Stated goal:
Put the lines below into a numbered list, from the line containing "Target: man's right hand" through the last line, skipping blank lines and leaving the pictures out of the answer.

————————

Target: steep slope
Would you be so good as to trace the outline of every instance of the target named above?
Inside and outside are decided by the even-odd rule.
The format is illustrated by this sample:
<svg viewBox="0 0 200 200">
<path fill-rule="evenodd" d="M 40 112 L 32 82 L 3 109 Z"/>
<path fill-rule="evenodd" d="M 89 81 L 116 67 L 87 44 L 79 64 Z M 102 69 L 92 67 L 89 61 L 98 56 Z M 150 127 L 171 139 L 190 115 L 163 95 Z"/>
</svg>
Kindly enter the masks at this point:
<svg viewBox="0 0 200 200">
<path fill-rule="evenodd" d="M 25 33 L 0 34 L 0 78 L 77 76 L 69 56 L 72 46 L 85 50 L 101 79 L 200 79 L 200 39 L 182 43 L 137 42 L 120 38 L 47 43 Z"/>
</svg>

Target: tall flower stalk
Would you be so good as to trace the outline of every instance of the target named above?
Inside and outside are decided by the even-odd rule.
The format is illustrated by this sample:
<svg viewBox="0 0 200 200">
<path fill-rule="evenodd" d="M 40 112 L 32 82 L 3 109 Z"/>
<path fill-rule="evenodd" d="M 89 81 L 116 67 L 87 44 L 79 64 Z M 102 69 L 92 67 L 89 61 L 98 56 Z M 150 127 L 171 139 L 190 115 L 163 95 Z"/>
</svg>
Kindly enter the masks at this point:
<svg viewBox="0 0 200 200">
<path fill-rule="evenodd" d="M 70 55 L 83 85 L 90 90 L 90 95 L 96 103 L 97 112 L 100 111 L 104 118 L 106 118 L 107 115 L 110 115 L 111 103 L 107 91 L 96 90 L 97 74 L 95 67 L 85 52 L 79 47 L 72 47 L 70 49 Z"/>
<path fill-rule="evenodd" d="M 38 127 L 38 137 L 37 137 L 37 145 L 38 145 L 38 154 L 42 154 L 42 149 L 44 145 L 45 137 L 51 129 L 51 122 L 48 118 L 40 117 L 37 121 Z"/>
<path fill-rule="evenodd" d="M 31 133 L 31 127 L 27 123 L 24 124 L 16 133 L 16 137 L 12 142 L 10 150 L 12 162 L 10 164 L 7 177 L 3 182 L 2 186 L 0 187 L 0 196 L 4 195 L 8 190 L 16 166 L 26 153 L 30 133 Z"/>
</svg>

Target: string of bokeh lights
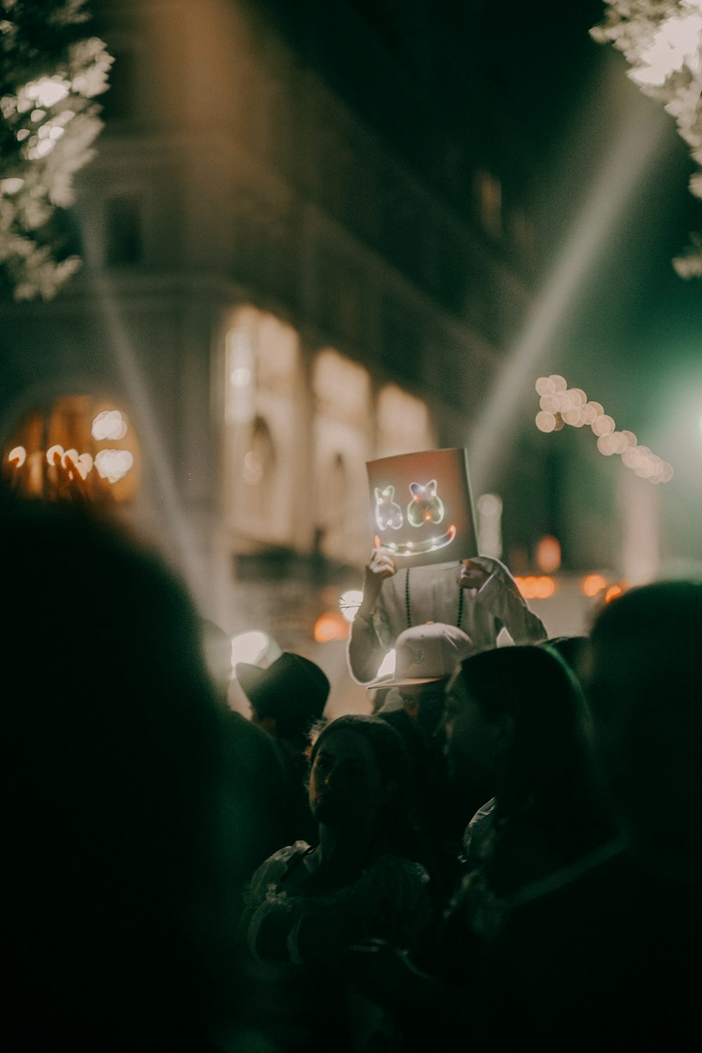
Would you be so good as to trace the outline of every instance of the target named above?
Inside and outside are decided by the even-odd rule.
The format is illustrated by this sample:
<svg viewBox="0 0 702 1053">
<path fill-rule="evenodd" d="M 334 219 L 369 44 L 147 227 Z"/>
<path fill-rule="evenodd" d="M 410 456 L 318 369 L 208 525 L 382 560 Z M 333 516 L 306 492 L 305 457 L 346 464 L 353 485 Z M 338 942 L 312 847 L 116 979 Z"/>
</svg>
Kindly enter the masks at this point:
<svg viewBox="0 0 702 1053">
<path fill-rule="evenodd" d="M 119 410 L 105 410 L 99 413 L 91 429 L 93 438 L 98 442 L 123 439 L 127 433 L 127 423 Z M 24 446 L 15 446 L 9 451 L 7 460 L 16 469 L 22 468 L 26 460 Z M 95 468 L 98 475 L 107 482 L 119 482 L 134 466 L 134 455 L 128 450 L 100 450 L 93 457 L 88 453 L 79 454 L 77 450 L 64 450 L 60 443 L 55 443 L 46 451 L 46 462 L 54 468 L 61 463 L 73 477 L 77 472 L 81 479 L 86 479 Z"/>
<path fill-rule="evenodd" d="M 614 418 L 604 412 L 600 402 L 588 400 L 582 388 L 568 388 L 565 378 L 557 373 L 539 377 L 535 388 L 541 396 L 541 409 L 536 415 L 540 432 L 560 432 L 566 424 L 571 428 L 588 425 L 597 436 L 597 449 L 605 457 L 619 454 L 626 468 L 648 482 L 670 481 L 673 466 L 648 446 L 639 445 L 634 432 L 618 432 Z"/>
</svg>

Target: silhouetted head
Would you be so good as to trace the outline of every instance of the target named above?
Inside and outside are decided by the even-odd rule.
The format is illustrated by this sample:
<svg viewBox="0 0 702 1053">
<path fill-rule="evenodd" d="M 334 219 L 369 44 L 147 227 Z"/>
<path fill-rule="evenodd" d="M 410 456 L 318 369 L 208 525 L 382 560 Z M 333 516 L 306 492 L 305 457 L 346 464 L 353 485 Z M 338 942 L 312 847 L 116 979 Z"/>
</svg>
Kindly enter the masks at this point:
<svg viewBox="0 0 702 1053">
<path fill-rule="evenodd" d="M 449 681 L 445 731 L 449 776 L 519 808 L 554 806 L 587 766 L 582 694 L 565 663 L 540 647 L 466 658 Z"/>
<path fill-rule="evenodd" d="M 409 823 L 409 761 L 402 739 L 380 717 L 332 720 L 310 754 L 309 802 L 318 822 L 370 824 L 390 843 Z"/>
<path fill-rule="evenodd" d="M 635 842 L 702 867 L 702 582 L 613 600 L 590 634 L 596 755 Z"/>
<path fill-rule="evenodd" d="M 21 1048 L 169 1045 L 210 982 L 222 903 L 197 616 L 160 561 L 75 505 L 4 504 L 0 551 L 5 953 L 35 999 Z"/>
<path fill-rule="evenodd" d="M 254 717 L 265 727 L 275 721 L 275 734 L 302 741 L 324 712 L 329 694 L 325 673 L 303 655 L 283 651 L 265 669 L 238 662 L 237 679 L 252 703 Z"/>
</svg>

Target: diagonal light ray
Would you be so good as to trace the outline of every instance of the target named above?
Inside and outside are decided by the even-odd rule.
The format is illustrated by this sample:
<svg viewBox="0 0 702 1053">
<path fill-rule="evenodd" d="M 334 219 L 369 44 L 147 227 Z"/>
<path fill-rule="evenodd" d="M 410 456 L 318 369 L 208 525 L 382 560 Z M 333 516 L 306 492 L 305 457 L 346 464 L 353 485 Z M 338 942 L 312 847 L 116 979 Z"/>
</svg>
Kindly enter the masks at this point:
<svg viewBox="0 0 702 1053">
<path fill-rule="evenodd" d="M 629 115 L 587 195 L 524 334 L 501 366 L 492 395 L 469 434 L 468 458 L 476 493 L 494 485 L 499 462 L 508 454 L 513 440 L 510 422 L 525 391 L 533 388 L 540 358 L 566 313 L 574 309 L 584 279 L 606 250 L 609 234 L 624 214 L 637 180 L 663 141 L 665 121 L 651 120 L 649 112 L 642 113 L 638 105 L 636 108 L 638 113 Z"/>
</svg>

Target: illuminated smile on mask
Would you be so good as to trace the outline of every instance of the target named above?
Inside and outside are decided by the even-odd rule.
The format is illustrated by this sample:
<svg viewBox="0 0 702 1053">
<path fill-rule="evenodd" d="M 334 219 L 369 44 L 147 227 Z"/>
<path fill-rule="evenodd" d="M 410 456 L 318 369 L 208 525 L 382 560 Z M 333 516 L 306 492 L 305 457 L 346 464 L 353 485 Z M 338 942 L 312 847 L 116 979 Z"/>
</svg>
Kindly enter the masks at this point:
<svg viewBox="0 0 702 1053">
<path fill-rule="evenodd" d="M 425 552 L 443 549 L 456 537 L 456 528 L 452 524 L 440 537 L 427 537 L 424 541 L 404 541 L 396 544 L 394 541 L 381 541 L 376 534 L 376 548 L 388 549 L 394 556 L 421 556 Z"/>
</svg>

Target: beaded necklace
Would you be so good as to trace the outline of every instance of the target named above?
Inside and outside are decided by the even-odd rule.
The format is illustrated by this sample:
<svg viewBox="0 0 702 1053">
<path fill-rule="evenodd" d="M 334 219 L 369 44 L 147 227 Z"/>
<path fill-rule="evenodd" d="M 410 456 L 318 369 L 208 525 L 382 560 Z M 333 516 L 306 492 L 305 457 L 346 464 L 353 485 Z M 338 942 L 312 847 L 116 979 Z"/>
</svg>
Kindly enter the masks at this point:
<svg viewBox="0 0 702 1053">
<path fill-rule="evenodd" d="M 409 568 L 407 568 L 407 575 L 404 579 L 404 613 L 407 619 L 407 629 L 412 628 L 412 600 L 409 598 Z M 463 590 L 458 587 L 458 617 L 456 618 L 457 629 L 461 628 L 461 618 L 463 617 Z"/>
</svg>

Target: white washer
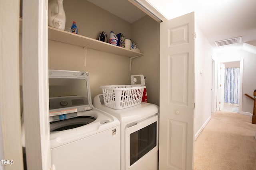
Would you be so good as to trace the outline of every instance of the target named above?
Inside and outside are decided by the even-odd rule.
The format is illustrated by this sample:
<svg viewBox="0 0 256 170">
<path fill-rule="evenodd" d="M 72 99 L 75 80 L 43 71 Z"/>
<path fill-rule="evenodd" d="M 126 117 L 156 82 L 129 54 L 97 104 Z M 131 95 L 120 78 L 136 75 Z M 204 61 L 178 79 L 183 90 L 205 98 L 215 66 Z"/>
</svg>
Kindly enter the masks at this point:
<svg viewBox="0 0 256 170">
<path fill-rule="evenodd" d="M 120 169 L 158 170 L 159 107 L 142 102 L 117 110 L 104 105 L 102 94 L 95 96 L 93 105 L 120 121 Z"/>
<path fill-rule="evenodd" d="M 119 170 L 120 123 L 93 106 L 88 73 L 50 70 L 49 86 L 56 169 Z"/>
</svg>

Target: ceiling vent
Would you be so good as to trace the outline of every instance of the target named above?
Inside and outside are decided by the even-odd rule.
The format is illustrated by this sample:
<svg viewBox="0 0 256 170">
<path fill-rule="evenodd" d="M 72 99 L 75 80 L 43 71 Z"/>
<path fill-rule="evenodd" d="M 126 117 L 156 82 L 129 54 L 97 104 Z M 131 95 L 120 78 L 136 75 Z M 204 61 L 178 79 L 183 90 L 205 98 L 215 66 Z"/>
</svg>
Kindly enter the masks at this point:
<svg viewBox="0 0 256 170">
<path fill-rule="evenodd" d="M 218 47 L 220 47 L 222 46 L 222 45 L 241 43 L 241 42 L 242 37 L 240 37 L 236 38 L 231 38 L 230 39 L 225 39 L 224 40 L 220 41 L 216 41 L 214 43 L 215 43 L 215 44 Z"/>
</svg>

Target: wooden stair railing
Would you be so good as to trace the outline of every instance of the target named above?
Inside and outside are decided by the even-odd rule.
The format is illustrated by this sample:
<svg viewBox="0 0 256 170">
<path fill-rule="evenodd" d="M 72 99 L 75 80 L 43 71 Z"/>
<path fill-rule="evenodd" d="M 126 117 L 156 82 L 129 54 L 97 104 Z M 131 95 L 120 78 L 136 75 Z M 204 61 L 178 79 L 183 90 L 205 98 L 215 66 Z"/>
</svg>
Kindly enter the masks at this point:
<svg viewBox="0 0 256 170">
<path fill-rule="evenodd" d="M 246 96 L 249 97 L 249 98 L 251 98 L 253 100 L 254 100 L 254 98 L 253 98 L 251 96 L 250 96 L 249 94 L 247 94 L 247 93 L 245 93 L 244 94 L 244 95 L 245 96 Z"/>
<path fill-rule="evenodd" d="M 254 90 L 253 92 L 253 96 L 254 98 L 251 96 L 249 95 L 245 94 L 244 95 L 249 98 L 254 100 L 254 104 L 253 105 L 253 113 L 252 114 L 252 123 L 256 124 L 256 90 Z"/>
</svg>

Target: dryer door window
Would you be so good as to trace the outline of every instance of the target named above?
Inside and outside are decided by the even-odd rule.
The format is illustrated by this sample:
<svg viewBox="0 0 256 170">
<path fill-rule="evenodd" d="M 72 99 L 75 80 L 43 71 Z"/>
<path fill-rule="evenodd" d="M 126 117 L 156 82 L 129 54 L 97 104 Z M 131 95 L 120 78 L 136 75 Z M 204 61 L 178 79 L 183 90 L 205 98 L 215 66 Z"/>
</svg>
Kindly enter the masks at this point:
<svg viewBox="0 0 256 170">
<path fill-rule="evenodd" d="M 158 116 L 126 129 L 125 164 L 129 169 L 150 152 L 158 149 Z"/>
</svg>

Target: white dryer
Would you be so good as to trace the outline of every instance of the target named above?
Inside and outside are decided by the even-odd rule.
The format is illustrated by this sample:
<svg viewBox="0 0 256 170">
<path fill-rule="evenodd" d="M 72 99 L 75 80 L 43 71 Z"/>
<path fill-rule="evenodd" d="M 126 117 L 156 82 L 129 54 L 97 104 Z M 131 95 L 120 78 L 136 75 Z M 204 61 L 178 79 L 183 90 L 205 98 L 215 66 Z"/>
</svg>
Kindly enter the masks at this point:
<svg viewBox="0 0 256 170">
<path fill-rule="evenodd" d="M 56 170 L 119 170 L 120 123 L 94 107 L 89 74 L 49 70 L 52 164 Z"/>
<path fill-rule="evenodd" d="M 93 105 L 120 122 L 120 169 L 158 170 L 159 107 L 142 102 L 115 109 L 105 106 L 103 94 L 95 96 Z"/>
</svg>

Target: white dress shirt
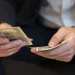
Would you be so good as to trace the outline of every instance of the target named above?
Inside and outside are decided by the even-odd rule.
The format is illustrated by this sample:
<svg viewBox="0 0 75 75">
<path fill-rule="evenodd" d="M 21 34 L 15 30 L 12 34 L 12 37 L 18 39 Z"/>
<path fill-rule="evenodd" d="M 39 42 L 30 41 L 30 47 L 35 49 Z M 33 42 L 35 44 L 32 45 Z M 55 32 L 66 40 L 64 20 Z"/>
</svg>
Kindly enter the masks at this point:
<svg viewBox="0 0 75 75">
<path fill-rule="evenodd" d="M 45 0 L 40 15 L 48 27 L 75 26 L 75 0 Z"/>
</svg>

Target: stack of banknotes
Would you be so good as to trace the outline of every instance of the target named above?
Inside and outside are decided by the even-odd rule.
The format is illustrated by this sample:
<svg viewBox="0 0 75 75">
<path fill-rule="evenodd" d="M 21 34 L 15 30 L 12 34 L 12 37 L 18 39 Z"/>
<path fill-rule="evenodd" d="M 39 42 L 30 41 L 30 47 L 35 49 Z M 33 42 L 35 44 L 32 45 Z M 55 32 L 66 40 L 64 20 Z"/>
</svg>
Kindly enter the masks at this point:
<svg viewBox="0 0 75 75">
<path fill-rule="evenodd" d="M 10 41 L 21 39 L 21 40 L 25 41 L 25 46 L 33 45 L 32 44 L 33 39 L 28 38 L 27 35 L 23 32 L 23 30 L 20 27 L 0 29 L 0 37 L 8 38 Z M 41 46 L 41 47 L 30 47 L 30 48 L 36 48 L 36 51 L 52 50 L 54 48 L 57 48 L 65 43 L 67 43 L 72 38 L 73 37 L 71 37 L 65 41 L 62 41 L 61 43 L 59 43 L 58 45 L 56 45 L 54 47 Z"/>
</svg>

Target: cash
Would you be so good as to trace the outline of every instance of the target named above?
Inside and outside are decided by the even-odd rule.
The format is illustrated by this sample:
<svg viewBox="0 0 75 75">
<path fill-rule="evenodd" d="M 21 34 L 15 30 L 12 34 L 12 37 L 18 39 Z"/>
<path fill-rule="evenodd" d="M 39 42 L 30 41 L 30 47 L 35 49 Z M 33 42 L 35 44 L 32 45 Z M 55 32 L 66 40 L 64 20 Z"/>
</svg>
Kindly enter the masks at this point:
<svg viewBox="0 0 75 75">
<path fill-rule="evenodd" d="M 65 41 L 62 41 L 61 43 L 59 43 L 58 45 L 54 46 L 54 47 L 50 47 L 50 46 L 42 46 L 42 47 L 31 47 L 31 48 L 36 48 L 36 51 L 48 51 L 48 50 L 53 50 L 61 45 L 64 45 L 65 43 L 67 43 L 69 40 L 71 40 L 72 38 L 74 38 L 75 36 L 65 40 Z"/>
<path fill-rule="evenodd" d="M 25 41 L 25 46 L 32 45 L 32 40 L 26 36 L 20 27 L 0 29 L 0 37 L 8 38 L 10 41 L 21 39 Z"/>
</svg>

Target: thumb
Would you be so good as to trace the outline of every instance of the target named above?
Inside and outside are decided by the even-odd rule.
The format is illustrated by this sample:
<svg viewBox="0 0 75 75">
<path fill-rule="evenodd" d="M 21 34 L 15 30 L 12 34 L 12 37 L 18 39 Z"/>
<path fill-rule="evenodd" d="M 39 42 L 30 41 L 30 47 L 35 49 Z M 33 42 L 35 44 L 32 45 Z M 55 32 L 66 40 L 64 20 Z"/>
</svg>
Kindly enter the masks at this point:
<svg viewBox="0 0 75 75">
<path fill-rule="evenodd" d="M 51 38 L 51 40 L 49 41 L 49 46 L 50 47 L 54 47 L 55 45 L 57 45 L 58 43 L 60 43 L 62 40 L 64 40 L 65 36 L 68 34 L 69 32 L 66 31 L 63 28 L 60 28 L 57 33 L 55 33 L 53 35 L 53 37 Z"/>
<path fill-rule="evenodd" d="M 12 28 L 12 26 L 8 23 L 1 23 L 0 24 L 0 29 L 3 29 L 3 28 Z"/>
</svg>

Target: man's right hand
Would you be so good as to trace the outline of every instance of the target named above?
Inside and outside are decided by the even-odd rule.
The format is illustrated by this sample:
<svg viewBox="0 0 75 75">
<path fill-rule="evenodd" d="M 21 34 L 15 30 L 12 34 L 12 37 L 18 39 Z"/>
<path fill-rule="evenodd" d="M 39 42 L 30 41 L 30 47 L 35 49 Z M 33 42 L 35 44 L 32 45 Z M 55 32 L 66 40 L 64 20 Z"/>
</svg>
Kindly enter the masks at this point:
<svg viewBox="0 0 75 75">
<path fill-rule="evenodd" d="M 2 23 L 0 25 L 0 29 L 1 28 L 11 28 L 11 26 L 7 23 Z M 18 52 L 24 44 L 22 40 L 9 41 L 8 38 L 0 38 L 0 57 L 13 55 Z"/>
</svg>

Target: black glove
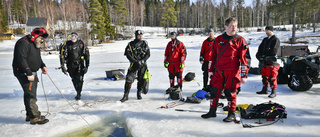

————————

Task solution:
1. Target: man's right hand
2. Would you be so good as to trace the outline of every instance of the target named above?
3. Inside and outside are decided by the even-odd rule.
4. The format is illustrated by this sample:
5. <svg viewBox="0 0 75 75">
6. <path fill-rule="evenodd" d="M 21 34 L 15 30 L 12 34 L 12 37 L 18 39 Z"/>
7. <path fill-rule="evenodd" d="M 39 42 L 30 41 L 30 47 L 35 49 Z M 33 42 L 35 44 L 32 45 Z M 55 32 L 66 40 L 64 20 Z"/>
8. </svg>
9. Kindly enter the masks at this point:
10. <svg viewBox="0 0 75 75">
11. <path fill-rule="evenodd" d="M 2 23 L 0 25 L 0 29 L 1 28 L 11 28 L 11 26 L 7 23 Z M 18 52 L 24 44 L 22 40 L 9 41 L 8 38 L 0 38 L 0 57 L 13 55 Z"/>
12. </svg>
13. Target: black glove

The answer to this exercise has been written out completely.